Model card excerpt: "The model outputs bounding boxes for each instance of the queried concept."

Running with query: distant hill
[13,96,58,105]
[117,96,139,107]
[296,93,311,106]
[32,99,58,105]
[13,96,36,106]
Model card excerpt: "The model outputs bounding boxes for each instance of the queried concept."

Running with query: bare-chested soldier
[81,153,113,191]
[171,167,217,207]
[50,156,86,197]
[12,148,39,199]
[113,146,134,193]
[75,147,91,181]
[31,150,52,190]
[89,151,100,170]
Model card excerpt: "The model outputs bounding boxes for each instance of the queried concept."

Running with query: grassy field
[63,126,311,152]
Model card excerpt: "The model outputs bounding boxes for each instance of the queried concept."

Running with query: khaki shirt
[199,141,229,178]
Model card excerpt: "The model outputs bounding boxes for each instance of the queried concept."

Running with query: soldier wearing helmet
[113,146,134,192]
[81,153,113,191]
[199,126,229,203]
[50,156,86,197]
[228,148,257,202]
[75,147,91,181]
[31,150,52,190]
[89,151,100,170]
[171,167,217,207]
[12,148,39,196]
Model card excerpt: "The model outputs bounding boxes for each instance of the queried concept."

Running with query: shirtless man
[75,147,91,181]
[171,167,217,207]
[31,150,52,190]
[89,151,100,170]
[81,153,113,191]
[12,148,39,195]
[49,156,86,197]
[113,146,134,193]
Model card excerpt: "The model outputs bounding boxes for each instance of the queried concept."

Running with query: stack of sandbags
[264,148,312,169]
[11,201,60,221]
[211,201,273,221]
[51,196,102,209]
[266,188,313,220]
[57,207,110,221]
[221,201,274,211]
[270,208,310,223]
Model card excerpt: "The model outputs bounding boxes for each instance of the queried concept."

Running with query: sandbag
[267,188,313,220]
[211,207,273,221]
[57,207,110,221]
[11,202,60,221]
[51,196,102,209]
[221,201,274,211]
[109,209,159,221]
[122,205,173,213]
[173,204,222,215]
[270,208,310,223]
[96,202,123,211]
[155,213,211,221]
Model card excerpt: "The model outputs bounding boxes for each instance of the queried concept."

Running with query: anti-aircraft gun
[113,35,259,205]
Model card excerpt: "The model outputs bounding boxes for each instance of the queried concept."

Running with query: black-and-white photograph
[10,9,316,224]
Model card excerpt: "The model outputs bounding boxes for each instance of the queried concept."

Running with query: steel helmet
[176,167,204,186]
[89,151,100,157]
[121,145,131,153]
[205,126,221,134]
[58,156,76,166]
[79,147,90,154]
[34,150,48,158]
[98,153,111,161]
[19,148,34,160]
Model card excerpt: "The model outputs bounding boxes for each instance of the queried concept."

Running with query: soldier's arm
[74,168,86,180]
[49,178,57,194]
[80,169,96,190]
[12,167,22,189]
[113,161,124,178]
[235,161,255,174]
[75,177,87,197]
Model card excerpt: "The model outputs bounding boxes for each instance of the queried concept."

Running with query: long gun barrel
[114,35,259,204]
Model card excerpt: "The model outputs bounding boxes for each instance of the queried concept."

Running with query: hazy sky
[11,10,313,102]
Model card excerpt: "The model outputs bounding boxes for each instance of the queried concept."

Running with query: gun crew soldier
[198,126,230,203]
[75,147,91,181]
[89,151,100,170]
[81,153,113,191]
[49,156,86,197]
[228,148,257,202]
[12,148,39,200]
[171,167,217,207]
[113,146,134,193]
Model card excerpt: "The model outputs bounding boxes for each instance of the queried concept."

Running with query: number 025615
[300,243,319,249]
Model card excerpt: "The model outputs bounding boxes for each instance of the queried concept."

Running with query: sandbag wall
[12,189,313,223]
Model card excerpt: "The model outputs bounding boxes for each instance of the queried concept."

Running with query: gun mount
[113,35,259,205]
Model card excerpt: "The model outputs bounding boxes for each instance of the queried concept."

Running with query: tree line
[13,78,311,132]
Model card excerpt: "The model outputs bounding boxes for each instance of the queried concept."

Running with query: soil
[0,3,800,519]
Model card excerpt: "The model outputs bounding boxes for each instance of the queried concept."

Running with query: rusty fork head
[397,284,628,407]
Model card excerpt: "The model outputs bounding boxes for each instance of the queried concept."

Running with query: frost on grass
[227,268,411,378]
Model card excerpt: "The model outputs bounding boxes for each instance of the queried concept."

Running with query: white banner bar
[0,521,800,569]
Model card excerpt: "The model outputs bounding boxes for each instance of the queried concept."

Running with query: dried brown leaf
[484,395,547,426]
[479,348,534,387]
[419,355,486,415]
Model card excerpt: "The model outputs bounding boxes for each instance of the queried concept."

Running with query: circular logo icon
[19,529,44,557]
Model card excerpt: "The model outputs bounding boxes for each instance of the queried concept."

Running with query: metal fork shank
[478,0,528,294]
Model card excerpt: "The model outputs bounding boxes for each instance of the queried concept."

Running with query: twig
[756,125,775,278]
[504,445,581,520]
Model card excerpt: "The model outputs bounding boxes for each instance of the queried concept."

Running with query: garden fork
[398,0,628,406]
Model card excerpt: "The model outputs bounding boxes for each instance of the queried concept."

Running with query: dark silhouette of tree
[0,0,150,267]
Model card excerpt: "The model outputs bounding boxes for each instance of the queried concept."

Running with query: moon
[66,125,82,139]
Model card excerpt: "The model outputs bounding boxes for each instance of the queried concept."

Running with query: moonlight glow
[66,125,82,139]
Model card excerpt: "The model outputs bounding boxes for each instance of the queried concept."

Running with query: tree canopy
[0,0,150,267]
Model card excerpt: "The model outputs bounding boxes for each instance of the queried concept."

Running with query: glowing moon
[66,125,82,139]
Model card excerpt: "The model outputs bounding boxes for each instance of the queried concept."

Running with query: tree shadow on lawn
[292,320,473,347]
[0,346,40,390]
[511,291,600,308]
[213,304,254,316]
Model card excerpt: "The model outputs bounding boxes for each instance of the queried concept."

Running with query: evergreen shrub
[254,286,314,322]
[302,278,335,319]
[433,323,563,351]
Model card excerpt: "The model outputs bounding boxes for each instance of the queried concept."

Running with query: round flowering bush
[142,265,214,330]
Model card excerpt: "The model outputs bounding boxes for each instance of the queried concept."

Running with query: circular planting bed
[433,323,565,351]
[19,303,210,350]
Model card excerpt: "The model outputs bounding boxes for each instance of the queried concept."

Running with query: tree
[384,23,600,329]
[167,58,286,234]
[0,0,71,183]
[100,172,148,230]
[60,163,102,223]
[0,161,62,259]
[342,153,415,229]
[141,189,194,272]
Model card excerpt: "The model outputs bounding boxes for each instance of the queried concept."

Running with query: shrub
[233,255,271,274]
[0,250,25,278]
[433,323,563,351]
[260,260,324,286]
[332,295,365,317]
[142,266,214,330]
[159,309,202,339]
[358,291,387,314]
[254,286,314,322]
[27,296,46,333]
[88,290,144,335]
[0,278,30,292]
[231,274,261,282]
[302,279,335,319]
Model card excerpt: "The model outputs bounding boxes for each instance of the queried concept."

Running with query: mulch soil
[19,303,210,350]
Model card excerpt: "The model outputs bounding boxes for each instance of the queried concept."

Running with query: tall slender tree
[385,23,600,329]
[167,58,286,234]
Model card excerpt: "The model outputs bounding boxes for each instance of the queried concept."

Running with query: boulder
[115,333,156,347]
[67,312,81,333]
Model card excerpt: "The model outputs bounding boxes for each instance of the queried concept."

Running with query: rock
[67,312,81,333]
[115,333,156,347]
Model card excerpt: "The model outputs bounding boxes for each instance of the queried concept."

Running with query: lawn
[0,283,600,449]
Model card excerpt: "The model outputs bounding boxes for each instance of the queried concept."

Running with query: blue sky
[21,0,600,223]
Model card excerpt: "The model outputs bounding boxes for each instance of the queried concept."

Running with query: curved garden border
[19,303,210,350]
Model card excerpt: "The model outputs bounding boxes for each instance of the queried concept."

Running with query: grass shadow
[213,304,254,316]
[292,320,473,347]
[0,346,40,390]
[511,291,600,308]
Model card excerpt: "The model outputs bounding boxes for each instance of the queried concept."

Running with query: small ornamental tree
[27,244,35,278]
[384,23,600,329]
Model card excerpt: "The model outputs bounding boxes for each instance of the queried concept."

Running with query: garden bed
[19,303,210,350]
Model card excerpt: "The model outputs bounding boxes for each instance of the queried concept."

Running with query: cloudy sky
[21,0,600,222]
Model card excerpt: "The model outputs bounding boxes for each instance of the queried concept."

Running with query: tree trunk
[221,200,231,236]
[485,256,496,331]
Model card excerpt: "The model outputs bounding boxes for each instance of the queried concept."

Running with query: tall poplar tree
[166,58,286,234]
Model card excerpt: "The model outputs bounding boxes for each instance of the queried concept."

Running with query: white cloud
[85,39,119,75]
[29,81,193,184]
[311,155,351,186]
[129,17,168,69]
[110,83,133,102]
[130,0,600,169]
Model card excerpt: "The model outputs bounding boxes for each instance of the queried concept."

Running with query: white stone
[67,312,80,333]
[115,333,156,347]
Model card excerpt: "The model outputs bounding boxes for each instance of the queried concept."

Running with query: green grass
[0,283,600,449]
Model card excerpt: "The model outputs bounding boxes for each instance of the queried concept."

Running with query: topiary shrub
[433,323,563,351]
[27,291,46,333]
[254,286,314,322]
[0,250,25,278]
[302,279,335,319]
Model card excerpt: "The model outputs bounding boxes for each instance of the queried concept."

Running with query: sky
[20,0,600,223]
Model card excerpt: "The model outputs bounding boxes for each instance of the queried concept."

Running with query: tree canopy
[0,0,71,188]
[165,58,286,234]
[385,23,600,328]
──────
# CHALLENGE
Please return each line of the records above that contains the string "soil". Case counts.

# EXERCISE RESULT
Running with query: soil
Running with query: mulch soil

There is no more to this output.